— begin —

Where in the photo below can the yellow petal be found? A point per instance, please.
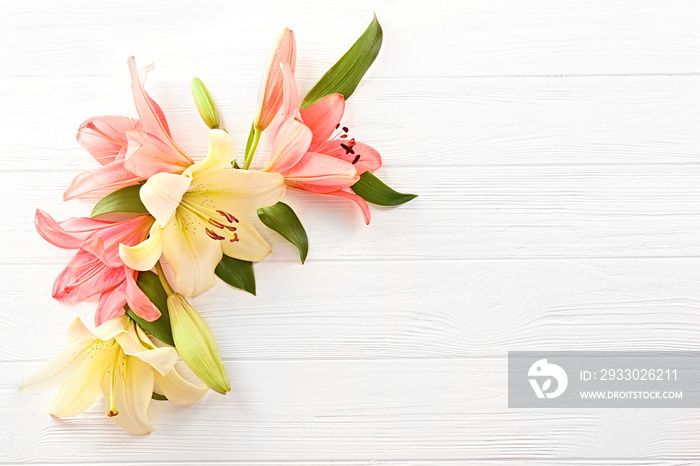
(133, 387)
(250, 245)
(144, 255)
(79, 393)
(162, 194)
(222, 151)
(191, 254)
(238, 192)
(178, 390)
(70, 363)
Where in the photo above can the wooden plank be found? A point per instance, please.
(354, 410)
(421, 309)
(445, 38)
(414, 123)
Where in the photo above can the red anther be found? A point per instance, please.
(216, 224)
(229, 217)
(213, 235)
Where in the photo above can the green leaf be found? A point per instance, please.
(345, 75)
(160, 328)
(123, 200)
(237, 273)
(281, 218)
(372, 189)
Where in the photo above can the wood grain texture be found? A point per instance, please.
(555, 148)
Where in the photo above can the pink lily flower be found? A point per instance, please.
(313, 152)
(270, 98)
(97, 268)
(128, 149)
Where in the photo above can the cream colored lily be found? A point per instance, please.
(119, 360)
(200, 215)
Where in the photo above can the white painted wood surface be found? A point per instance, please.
(556, 150)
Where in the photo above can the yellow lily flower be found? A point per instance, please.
(200, 215)
(119, 360)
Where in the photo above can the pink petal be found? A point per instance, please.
(105, 136)
(96, 184)
(147, 155)
(289, 90)
(138, 301)
(151, 115)
(290, 144)
(69, 234)
(111, 304)
(270, 99)
(361, 203)
(105, 243)
(365, 158)
(85, 276)
(323, 116)
(320, 173)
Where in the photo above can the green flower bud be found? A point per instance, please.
(205, 104)
(196, 345)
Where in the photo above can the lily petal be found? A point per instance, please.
(150, 113)
(192, 255)
(104, 137)
(79, 393)
(250, 245)
(290, 92)
(147, 155)
(84, 276)
(111, 304)
(178, 390)
(144, 255)
(321, 173)
(271, 98)
(365, 158)
(132, 389)
(239, 192)
(290, 144)
(162, 194)
(67, 364)
(323, 117)
(222, 151)
(95, 184)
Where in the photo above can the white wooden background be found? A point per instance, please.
(556, 150)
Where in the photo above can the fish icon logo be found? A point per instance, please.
(546, 372)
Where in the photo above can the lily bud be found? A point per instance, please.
(205, 104)
(195, 343)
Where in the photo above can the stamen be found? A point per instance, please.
(216, 224)
(229, 217)
(213, 235)
(348, 149)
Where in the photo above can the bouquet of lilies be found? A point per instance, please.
(164, 226)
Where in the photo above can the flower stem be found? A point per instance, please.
(251, 145)
(163, 280)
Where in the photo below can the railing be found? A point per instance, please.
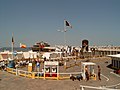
(40, 75)
(82, 87)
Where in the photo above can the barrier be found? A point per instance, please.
(82, 87)
(40, 75)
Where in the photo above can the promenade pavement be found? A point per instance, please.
(12, 82)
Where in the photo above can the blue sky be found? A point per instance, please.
(38, 20)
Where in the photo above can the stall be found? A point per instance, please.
(89, 66)
(51, 69)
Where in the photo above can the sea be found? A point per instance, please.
(18, 49)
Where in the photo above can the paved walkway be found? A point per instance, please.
(12, 82)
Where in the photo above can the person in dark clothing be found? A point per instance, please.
(86, 73)
(99, 72)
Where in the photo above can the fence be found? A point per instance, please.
(82, 87)
(40, 75)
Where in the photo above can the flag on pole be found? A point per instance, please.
(12, 40)
(22, 45)
(68, 24)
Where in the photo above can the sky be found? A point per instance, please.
(31, 21)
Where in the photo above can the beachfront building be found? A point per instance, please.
(115, 61)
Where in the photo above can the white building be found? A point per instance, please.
(115, 61)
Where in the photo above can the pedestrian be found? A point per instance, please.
(38, 66)
(86, 73)
(99, 72)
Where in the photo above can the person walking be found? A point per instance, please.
(99, 72)
(86, 73)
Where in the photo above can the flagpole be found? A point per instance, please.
(12, 46)
(64, 33)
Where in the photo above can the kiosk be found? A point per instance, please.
(54, 71)
(47, 71)
(51, 69)
(90, 67)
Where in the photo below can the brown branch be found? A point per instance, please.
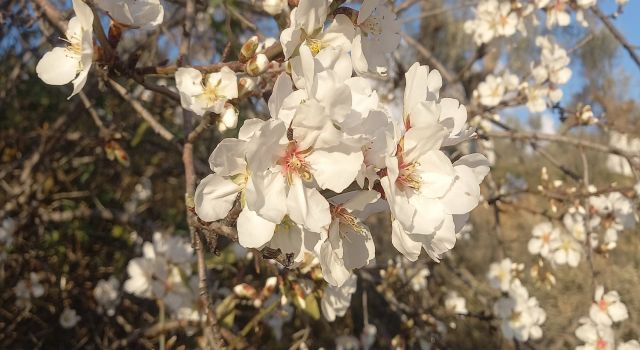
(273, 52)
(143, 112)
(537, 136)
(616, 34)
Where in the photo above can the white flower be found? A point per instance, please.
(274, 7)
(575, 224)
(428, 196)
(493, 19)
(554, 62)
(107, 294)
(501, 273)
(306, 28)
(349, 244)
(492, 90)
(418, 280)
(206, 93)
(7, 229)
(63, 65)
(347, 342)
(607, 308)
(543, 234)
(535, 95)
(521, 315)
(595, 336)
(377, 34)
(291, 160)
(336, 300)
(566, 250)
(618, 164)
(69, 318)
(134, 13)
(455, 303)
(557, 14)
(229, 118)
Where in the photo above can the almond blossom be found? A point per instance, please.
(566, 250)
(206, 93)
(349, 244)
(543, 234)
(71, 63)
(455, 303)
(596, 336)
(607, 307)
(307, 28)
(106, 293)
(492, 19)
(336, 300)
(429, 196)
(521, 315)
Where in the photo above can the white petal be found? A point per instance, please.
(253, 230)
(403, 242)
(418, 141)
(359, 247)
(335, 168)
(58, 66)
(266, 194)
(282, 88)
(229, 157)
(437, 174)
(214, 197)
(307, 207)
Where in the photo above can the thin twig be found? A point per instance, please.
(616, 34)
(143, 112)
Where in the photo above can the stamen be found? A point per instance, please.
(314, 45)
(345, 217)
(293, 163)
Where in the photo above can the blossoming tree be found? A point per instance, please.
(368, 161)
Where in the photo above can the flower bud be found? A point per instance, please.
(246, 85)
(248, 49)
(257, 65)
(274, 7)
(229, 118)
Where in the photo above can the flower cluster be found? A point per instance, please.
(596, 330)
(164, 273)
(370, 34)
(552, 71)
(328, 132)
(497, 18)
(73, 62)
(521, 315)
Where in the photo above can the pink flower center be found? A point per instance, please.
(602, 304)
(294, 163)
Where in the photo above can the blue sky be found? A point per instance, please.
(629, 24)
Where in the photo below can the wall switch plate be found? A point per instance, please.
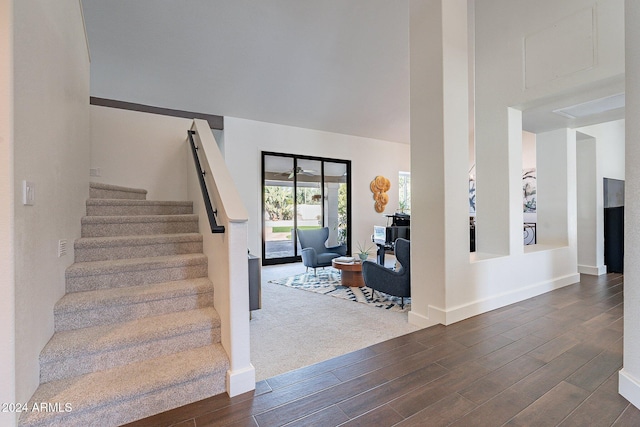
(28, 193)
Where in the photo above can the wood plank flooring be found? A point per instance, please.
(552, 360)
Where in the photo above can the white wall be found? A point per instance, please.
(604, 145)
(7, 279)
(503, 271)
(51, 130)
(141, 150)
(244, 140)
(590, 244)
(630, 374)
(123, 140)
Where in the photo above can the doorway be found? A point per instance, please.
(303, 192)
(614, 225)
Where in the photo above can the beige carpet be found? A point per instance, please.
(296, 328)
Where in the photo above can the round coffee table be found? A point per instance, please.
(351, 273)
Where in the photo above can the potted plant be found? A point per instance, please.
(363, 251)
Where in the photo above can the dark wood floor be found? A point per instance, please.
(550, 360)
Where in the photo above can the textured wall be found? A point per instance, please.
(51, 150)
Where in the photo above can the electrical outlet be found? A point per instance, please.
(28, 193)
(62, 247)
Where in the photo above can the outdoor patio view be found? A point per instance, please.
(302, 193)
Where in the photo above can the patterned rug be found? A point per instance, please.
(327, 282)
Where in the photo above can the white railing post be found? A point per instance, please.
(228, 257)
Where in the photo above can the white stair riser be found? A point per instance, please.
(138, 407)
(110, 210)
(124, 252)
(67, 321)
(72, 366)
(139, 229)
(100, 193)
(133, 278)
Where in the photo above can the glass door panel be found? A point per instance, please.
(309, 198)
(336, 194)
(302, 192)
(278, 206)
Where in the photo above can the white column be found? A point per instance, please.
(630, 373)
(553, 162)
(439, 152)
(7, 277)
(590, 254)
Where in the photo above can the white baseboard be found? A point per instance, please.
(241, 380)
(629, 388)
(482, 306)
(423, 321)
(592, 269)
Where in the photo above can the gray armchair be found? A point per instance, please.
(382, 279)
(314, 252)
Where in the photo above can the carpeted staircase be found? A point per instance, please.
(136, 334)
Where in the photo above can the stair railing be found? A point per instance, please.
(226, 252)
(211, 213)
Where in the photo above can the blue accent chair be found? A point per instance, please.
(314, 252)
(392, 282)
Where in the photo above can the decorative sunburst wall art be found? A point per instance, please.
(379, 187)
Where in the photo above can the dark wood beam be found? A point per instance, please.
(215, 122)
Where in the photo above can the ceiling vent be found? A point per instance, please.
(592, 108)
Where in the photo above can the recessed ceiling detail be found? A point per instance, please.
(592, 108)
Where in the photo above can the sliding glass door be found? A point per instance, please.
(301, 192)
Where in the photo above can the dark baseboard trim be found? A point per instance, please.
(215, 122)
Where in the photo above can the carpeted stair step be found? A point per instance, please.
(80, 351)
(107, 306)
(107, 207)
(131, 392)
(86, 276)
(135, 225)
(98, 190)
(120, 247)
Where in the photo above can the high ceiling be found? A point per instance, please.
(333, 65)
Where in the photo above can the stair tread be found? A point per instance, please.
(103, 186)
(135, 240)
(128, 381)
(123, 219)
(137, 202)
(87, 300)
(89, 268)
(96, 339)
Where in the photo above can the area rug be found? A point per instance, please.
(327, 282)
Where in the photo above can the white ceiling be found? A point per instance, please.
(334, 65)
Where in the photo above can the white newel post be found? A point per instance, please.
(228, 258)
(241, 376)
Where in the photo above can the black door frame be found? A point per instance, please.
(296, 157)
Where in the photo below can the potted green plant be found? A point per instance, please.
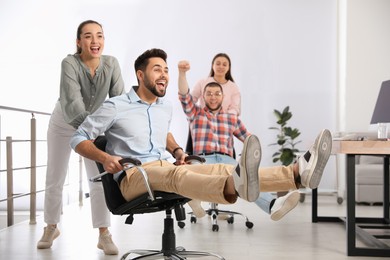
(285, 138)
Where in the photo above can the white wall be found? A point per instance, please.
(368, 60)
(283, 53)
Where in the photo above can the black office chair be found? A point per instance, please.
(151, 201)
(213, 210)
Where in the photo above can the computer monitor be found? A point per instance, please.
(382, 107)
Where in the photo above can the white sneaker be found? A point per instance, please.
(313, 162)
(246, 176)
(197, 209)
(106, 244)
(49, 234)
(284, 205)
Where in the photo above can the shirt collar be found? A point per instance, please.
(208, 111)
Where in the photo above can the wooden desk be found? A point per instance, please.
(357, 226)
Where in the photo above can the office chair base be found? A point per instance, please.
(179, 253)
(213, 212)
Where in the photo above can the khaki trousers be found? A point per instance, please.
(203, 182)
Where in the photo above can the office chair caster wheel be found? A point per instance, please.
(193, 219)
(302, 197)
(215, 227)
(249, 224)
(181, 224)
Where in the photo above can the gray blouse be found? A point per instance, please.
(80, 94)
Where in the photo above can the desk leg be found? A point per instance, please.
(351, 211)
(314, 206)
(386, 183)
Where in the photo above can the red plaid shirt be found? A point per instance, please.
(212, 132)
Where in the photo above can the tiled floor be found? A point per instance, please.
(293, 237)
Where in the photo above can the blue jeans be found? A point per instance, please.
(265, 198)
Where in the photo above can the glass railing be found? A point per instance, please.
(23, 159)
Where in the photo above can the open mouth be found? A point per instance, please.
(95, 50)
(160, 85)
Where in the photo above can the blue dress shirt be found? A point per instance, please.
(133, 128)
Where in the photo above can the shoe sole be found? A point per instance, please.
(290, 203)
(251, 163)
(46, 246)
(324, 148)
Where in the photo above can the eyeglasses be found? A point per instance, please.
(210, 94)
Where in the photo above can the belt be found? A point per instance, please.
(215, 153)
(121, 176)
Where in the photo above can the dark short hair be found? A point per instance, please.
(80, 29)
(143, 60)
(213, 84)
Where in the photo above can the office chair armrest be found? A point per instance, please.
(195, 158)
(127, 163)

— end —

* **WORK TO DO**
In the records above, find the line containing "Where in the photo above can the tiled"; please retype it and every line after it through the last line, exactly and with nothing else.

* **OUTPUT BELOW**
Where in the photo above can the tiled floor be found? A point per instance, please.
(293, 237)
Where in the photo above can the blue jeans be found? A point per instance, please.
(265, 198)
Where in the photo above can the glass railing be found? A point per instance, please.
(23, 159)
Where in the photo above can the open mouth be found? A point per instance, please.
(95, 50)
(160, 85)
Where in the photo above can the blue dress shirt be found? A point per instance, please.
(133, 128)
Where in the photo above can the shoe sole be found? A point per instance, please.
(290, 203)
(251, 163)
(46, 246)
(324, 148)
Where in the photo above can the eyeglasses be found? A point per instance, please.
(210, 94)
Where in the photo above can the belt be found? A point per instance, please.
(215, 153)
(121, 176)
Where in the photo above can the dark short hair be found? A point per instance, please.
(80, 29)
(143, 60)
(213, 84)
Where in the photo above can the office chair armrest be found? A point per instance, please.
(195, 158)
(127, 163)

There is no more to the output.